**AIM:**
Copy the rows below word for word, starting at the line that contains "Target: sidewalk" and ending at the final line of the rows.
── EXERCISE INPUTS
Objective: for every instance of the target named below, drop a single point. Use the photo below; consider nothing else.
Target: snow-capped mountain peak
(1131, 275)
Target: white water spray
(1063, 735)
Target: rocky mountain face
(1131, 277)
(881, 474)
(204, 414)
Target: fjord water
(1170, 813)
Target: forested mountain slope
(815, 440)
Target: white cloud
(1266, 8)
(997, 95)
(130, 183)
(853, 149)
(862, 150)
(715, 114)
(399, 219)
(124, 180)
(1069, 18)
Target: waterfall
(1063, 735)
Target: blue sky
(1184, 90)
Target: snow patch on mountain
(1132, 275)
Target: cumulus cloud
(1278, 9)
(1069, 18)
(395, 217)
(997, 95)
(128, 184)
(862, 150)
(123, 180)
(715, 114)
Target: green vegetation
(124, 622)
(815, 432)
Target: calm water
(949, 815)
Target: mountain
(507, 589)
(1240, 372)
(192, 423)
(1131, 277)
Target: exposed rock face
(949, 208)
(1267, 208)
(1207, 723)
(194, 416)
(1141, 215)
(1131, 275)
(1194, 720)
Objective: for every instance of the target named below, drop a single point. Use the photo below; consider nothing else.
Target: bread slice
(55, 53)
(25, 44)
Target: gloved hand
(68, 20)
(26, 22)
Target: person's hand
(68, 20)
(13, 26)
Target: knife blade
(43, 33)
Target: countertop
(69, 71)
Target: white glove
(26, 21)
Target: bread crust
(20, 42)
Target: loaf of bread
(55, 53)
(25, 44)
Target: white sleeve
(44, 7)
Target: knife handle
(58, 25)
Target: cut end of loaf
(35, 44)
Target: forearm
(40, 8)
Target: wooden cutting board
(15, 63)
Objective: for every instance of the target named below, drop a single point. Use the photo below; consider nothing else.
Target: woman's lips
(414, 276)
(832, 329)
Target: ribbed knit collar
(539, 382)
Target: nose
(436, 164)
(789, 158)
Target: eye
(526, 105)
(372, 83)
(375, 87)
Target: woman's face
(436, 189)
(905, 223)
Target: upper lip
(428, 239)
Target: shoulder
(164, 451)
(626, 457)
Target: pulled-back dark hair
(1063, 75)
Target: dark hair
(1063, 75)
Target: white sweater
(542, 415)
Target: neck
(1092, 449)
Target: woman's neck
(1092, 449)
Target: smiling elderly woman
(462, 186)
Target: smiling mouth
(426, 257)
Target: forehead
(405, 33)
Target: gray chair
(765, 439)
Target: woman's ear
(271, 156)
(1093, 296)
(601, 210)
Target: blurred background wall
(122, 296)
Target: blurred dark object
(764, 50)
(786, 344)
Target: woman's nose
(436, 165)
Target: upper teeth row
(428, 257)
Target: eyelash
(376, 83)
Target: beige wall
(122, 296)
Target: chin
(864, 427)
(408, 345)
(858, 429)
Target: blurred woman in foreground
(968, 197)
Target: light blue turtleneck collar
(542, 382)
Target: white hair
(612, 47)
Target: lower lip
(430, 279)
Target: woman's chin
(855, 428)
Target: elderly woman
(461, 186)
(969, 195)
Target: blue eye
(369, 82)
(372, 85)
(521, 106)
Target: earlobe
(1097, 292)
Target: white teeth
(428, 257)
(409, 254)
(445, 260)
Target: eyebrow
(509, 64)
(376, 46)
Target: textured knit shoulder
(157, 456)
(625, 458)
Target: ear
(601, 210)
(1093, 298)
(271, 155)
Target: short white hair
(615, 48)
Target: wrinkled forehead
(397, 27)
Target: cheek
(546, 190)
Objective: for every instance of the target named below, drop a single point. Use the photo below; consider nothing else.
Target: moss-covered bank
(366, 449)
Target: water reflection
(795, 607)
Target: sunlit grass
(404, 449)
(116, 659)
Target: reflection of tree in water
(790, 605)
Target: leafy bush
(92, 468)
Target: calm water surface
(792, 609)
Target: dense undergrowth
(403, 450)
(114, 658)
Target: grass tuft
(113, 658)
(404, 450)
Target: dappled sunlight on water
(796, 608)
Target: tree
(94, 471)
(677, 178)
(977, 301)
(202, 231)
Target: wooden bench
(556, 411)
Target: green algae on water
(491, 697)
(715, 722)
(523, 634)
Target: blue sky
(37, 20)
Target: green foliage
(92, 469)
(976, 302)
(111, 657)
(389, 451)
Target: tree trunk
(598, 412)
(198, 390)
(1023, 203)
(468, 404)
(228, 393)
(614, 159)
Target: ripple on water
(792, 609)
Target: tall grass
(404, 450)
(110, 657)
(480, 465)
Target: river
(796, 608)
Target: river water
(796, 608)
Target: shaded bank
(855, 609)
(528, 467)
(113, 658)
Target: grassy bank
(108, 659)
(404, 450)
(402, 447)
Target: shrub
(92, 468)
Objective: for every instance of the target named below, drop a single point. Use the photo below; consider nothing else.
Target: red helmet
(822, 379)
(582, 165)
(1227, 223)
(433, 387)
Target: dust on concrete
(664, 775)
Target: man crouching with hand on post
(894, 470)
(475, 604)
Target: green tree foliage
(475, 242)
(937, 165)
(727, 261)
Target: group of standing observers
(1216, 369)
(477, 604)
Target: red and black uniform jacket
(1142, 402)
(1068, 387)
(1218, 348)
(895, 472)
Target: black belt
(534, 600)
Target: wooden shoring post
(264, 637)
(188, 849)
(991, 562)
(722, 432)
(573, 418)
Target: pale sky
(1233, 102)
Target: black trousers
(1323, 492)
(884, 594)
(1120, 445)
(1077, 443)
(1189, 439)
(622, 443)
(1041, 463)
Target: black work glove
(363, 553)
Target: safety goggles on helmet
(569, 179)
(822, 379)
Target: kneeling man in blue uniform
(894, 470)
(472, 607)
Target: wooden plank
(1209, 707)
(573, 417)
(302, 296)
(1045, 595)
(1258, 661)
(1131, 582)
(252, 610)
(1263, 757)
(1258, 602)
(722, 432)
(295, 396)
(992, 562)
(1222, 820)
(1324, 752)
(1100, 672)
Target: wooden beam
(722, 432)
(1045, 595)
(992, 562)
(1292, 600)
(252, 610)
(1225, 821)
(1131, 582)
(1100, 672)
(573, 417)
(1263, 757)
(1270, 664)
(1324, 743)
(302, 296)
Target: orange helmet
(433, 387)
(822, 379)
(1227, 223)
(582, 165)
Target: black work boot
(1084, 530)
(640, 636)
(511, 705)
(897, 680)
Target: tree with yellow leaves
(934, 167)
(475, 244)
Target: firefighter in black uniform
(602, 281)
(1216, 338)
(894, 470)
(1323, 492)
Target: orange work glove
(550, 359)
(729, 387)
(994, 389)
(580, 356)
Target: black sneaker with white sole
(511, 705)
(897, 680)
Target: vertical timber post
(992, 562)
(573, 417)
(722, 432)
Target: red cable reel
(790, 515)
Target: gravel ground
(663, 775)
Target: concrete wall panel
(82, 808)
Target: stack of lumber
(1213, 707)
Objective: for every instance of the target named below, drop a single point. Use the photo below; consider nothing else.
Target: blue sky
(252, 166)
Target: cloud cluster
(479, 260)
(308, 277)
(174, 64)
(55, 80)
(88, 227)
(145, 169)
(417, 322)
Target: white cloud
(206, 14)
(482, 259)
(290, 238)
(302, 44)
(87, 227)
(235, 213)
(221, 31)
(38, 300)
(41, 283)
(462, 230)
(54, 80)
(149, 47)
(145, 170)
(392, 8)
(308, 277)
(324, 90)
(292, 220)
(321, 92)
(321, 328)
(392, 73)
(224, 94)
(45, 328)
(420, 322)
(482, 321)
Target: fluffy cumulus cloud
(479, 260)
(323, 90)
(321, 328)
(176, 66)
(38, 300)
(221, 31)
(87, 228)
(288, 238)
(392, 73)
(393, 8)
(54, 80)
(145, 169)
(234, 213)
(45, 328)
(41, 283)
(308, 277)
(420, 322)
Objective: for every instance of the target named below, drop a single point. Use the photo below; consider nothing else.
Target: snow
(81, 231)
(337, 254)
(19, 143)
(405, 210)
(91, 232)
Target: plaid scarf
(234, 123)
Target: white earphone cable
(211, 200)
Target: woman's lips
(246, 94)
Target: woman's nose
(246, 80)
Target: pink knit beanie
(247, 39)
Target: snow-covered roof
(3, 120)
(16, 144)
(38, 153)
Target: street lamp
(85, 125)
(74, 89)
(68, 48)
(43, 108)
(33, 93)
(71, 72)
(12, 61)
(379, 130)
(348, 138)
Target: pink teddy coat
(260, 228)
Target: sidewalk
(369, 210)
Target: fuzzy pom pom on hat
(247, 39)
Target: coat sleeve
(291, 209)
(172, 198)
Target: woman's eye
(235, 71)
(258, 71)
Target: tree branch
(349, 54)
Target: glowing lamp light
────
**REPLY:**
Target: sidewalk
(369, 210)
Target: fuzzy pom pom on hat
(247, 39)
Target: coat sleeve
(291, 209)
(172, 198)
Target: woman's eye
(235, 71)
(258, 71)
Target: tree branch
(349, 54)
Target: glowing lamp light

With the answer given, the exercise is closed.